— START SOURCE —

Employers may cap accrual at 48 hours or 6 days.
Employees may use accrued paid sick days beginning on the 90th day of employment. Employers can limit annual paid sick day usage to 24 hours or 3 days. Employers may set a “reasonable minimum” increment, not to exceed to 2 hours, for use of paid sick leave.
Notice to Employer
Reasonable advance notice is required for foreseeable leave. For unforeseeable leave, notice must be provided as soon as practicable. Notice may be oral or written.
Carry Over Required
Employers must permit the carryover of accrued, unused paid sick leave from year to year.
No accrual or carryover is required if the full amount of leave (24 hours or 3 days) is provided at the beginning of each year.
Existing PTO or Paid Leave Policies
Employers are not required to provide additional paid sick days if the existing paid leave policy or paid time off policy provides paid leave for the same purposes and under the same conditions as specified in the Act and the policy either:
satisfies the Act’s accrual, carry over, and use requirements; or
provides no less than 24 hours or 3 days of paid sick leave, or equivalent paid leave or paid time off, for employee use for each year of employment or calendar year or 12-month basis.
Payout Is Not Required Upon Separation
Employers are not required to provide compensation for accrued, unused paid sick days upon separation from employment.
Reinstatement Required Within One Year
If an employee is rehired by an employer within one year from the date of separation, all previously accrued and unused paid sick days must be reinstated. The employee is entitled to use the reinstated paid sick days and to accrue additional paid sick days upon rehire.
Rate of Pay
The rate of pay is the employee’s hourly wage. If the employee in the 90 days of employment before taking accrued sick leave had different hourly rates, was paid by commission or piece rate, or was a nonexempt salaried employee, then the rate of pay is calculated by dividing the employee’s total wages, not including overtime premium pay, by the employee’s total hours worked in the full pay periods of the prior 90 days of employment.
Timing of Payment
Employers must provide payment for sick leave taken no later than the payday for the next regular payroll period after the sick leave was taken.
Notice and Posting Requirements
Pay Date Notice. Employers must provide employees with a written notice of the amount of available paid sick leave or paid time off. The notice may be included on the employee’s itemized wage statement or in a separate writing provided on the designated pay date with the employee’s payment of wages.

— END SOURCE —

→ GIVEN TASK:
List each heading that stands on a line by itself in the paid sick leave text above, in the order it appears.

— START DATASET EXCERPT —

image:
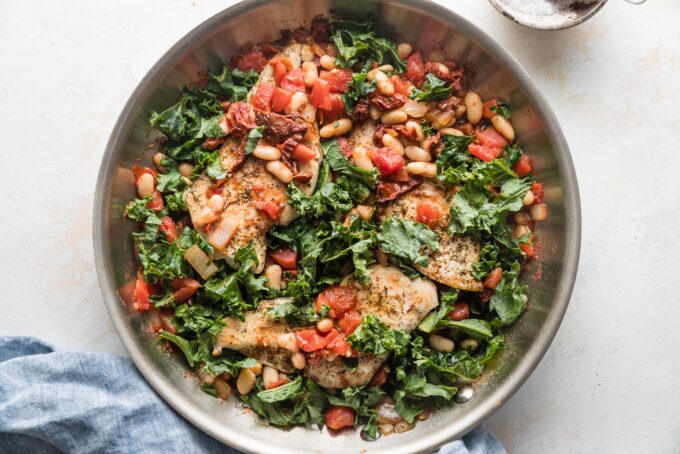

— END DATASET EXCERPT —

→ ANSWER:
1. Notice to Employer
2. Carry Over Required
3. Existing PTO or Paid Leave Policies
4. Payout Is Not Required Upon Separation
5. Reinstatement Required Within One Year
6. Rate of Pay
7. Timing of Payment
8. Notice and Posting Requirements